**ACTIVITY:** Transcribe all of the records exactly, leaving every line as it is.

**Stored data entries:**
========

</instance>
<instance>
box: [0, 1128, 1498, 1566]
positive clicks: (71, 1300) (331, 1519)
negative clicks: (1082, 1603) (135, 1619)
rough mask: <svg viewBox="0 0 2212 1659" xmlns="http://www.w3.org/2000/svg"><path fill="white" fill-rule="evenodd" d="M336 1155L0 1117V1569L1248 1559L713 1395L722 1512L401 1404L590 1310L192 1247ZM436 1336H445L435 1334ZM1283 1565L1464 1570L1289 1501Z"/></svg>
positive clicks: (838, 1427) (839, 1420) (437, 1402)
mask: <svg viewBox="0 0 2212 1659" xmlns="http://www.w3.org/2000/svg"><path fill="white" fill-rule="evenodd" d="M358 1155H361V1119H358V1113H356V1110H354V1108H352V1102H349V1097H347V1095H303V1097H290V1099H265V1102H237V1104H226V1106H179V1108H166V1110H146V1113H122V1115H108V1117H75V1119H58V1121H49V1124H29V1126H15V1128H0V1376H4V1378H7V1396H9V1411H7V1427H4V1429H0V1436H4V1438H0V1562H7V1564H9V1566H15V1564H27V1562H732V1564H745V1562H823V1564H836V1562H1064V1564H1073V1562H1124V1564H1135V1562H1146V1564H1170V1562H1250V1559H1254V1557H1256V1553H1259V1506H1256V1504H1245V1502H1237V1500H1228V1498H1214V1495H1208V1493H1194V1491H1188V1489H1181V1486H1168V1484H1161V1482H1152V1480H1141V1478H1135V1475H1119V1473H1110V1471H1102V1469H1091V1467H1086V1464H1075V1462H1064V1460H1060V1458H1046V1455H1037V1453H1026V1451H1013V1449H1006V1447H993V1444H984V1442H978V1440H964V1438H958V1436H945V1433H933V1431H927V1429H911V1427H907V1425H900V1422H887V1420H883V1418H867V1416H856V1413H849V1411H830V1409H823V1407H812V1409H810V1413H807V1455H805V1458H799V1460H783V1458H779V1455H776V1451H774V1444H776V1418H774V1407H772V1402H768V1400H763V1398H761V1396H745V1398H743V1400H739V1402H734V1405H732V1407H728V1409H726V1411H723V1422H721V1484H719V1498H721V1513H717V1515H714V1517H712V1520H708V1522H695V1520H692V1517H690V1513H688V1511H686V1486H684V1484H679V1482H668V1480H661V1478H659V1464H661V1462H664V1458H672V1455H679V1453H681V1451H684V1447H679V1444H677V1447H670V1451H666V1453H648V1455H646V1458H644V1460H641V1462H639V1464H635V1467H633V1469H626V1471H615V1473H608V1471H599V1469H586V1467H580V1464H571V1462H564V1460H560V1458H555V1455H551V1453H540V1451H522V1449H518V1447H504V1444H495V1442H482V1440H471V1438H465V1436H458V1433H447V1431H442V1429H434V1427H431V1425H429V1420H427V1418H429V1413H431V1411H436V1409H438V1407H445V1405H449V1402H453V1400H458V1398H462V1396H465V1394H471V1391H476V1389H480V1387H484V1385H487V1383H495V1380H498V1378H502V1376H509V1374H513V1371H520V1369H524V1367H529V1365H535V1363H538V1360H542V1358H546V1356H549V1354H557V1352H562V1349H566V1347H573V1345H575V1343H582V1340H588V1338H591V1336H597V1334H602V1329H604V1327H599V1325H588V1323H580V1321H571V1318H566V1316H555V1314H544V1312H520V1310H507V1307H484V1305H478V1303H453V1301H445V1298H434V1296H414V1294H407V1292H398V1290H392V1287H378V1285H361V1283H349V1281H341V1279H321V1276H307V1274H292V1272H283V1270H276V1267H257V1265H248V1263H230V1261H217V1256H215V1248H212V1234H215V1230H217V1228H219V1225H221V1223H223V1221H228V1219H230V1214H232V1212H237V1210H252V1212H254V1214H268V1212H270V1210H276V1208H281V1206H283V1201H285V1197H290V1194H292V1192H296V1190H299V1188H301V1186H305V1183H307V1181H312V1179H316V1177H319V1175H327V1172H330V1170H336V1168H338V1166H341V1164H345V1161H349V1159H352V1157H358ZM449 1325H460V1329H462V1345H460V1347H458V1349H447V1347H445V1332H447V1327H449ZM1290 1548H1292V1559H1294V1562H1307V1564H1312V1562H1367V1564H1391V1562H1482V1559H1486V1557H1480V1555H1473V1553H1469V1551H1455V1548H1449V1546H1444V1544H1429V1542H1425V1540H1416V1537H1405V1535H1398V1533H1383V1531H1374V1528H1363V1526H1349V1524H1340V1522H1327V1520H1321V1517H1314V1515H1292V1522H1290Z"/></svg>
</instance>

========

**TASK OUTPUT:**
</instance>
<instance>
box: [0, 1128, 1498, 1566]
positive clicks: (71, 1300) (331, 1519)
negative clicks: (1082, 1603) (135, 1619)
rough mask: <svg viewBox="0 0 2212 1659" xmlns="http://www.w3.org/2000/svg"><path fill="white" fill-rule="evenodd" d="M336 1155L0 1117V1569L1248 1559L713 1395L722 1512L401 1404L590 1310L192 1247ZM436 1336H445L435 1334ZM1283 1565L1464 1570L1289 1501Z"/></svg>
positive clicks: (838, 1427) (839, 1420) (437, 1402)
mask: <svg viewBox="0 0 2212 1659" xmlns="http://www.w3.org/2000/svg"><path fill="white" fill-rule="evenodd" d="M358 1155H361V1119H358V1113H356V1110H354V1108H352V1102H349V1097H347V1095H303V1097H290V1099H265V1102H237V1104H226V1106H179V1108H166V1110H146V1113H122V1115H108V1117H75V1119H58V1121H49V1124H29V1126H15V1128H0V1376H4V1378H7V1396H9V1411H7V1427H4V1429H0V1436H4V1438H0V1562H7V1564H9V1566H15V1564H27V1562H732V1564H745V1562H823V1564H836V1562H1064V1564H1073V1562H1124V1564H1135V1562H1146V1564H1170V1562H1250V1559H1254V1557H1256V1553H1259V1506H1256V1504H1245V1502H1237V1500H1228V1498H1214V1495H1208V1493H1194V1491H1188V1489H1181V1486H1168V1484H1161V1482H1152V1480H1141V1478H1135V1475H1119V1473H1110V1471H1102V1469H1091V1467H1086V1464H1075V1462H1064V1460H1060V1458H1046V1455H1037V1453H1026V1451H1013V1449H1006V1447H993V1444H984V1442H978V1440H964V1438H958V1436H945V1433H933V1431H927V1429H911V1427H907V1425H900V1422H887V1420H883V1418H867V1416H856V1413H849V1411H830V1409H823V1407H812V1409H810V1413H807V1455H805V1458H799V1460H783V1458H779V1455H776V1451H774V1444H776V1418H774V1407H772V1402H768V1400H763V1398H761V1396H745V1398H743V1400H739V1402H734V1405H732V1407H728V1409H726V1411H723V1422H721V1484H719V1498H721V1513H717V1515H714V1517H712V1520H708V1522H695V1520H692V1517H690V1513H688V1511H686V1486H684V1484H679V1482H668V1480H661V1478H659V1464H661V1462H664V1458H672V1455H679V1453H681V1451H684V1447H679V1444H677V1447H670V1451H666V1453H648V1455H646V1458H644V1460H641V1462H639V1464H635V1467H633V1469H626V1471H615V1473H608V1471H599V1469H586V1467H580V1464H571V1462H564V1460H560V1458H555V1455H551V1453H540V1451H522V1449H518V1447H504V1444H495V1442H482V1440H471V1438H465V1436H458V1433H447V1431H442V1429H434V1427H431V1425H429V1420H427V1418H429V1413H431V1411H436V1409H438V1407H445V1405H449V1402H453V1400H458V1398H462V1396H465V1394H471V1391H476V1389H480V1387H484V1385H487V1383H495V1380H498V1378H502V1376H509V1374H513V1371H520V1369H524V1367H529V1365H535V1363H538V1360H542V1358H546V1356H549V1354H557V1352H562V1349H566V1347H573V1345H575V1343H582V1340H588V1338H591V1336H597V1334H602V1329H604V1327H599V1325H588V1323H580V1321H571V1318H566V1316H555V1314H544V1312H520V1310H507V1307H484V1305H478V1303H453V1301H445V1298H434V1296H414V1294H407V1292H398V1290H392V1287H378V1285H361V1283H349V1281H341V1279H321V1276H307V1274H292V1272H283V1270H276V1267H257V1265H248V1263H230V1261H217V1256H215V1248H212V1234H215V1230H217V1228H219V1225H221V1223H223V1221H228V1219H230V1214H232V1212H237V1210H252V1212H254V1214H268V1212H270V1210H276V1208H281V1206H283V1201H285V1197H290V1194H292V1192H296V1190H299V1188H301V1186H305V1183H307V1181H312V1179H316V1177H319V1175H327V1172H330V1170H336V1168H338V1166H341V1164H345V1161H349V1159H352V1157H358ZM449 1325H460V1329H462V1345H460V1347H458V1349H447V1347H445V1332H447V1327H449ZM1290 1548H1292V1559H1294V1562H1307V1564H1312V1562H1367V1564H1391V1562H1482V1559H1486V1557H1480V1555H1473V1553H1469V1551H1455V1548H1449V1546H1444V1544H1429V1542H1425V1540H1416V1537H1405V1535H1398V1533H1383V1531H1374V1528H1363V1526H1349V1524H1340V1522H1327V1520H1321V1517H1314V1515H1292V1522H1290Z"/></svg>
</instance>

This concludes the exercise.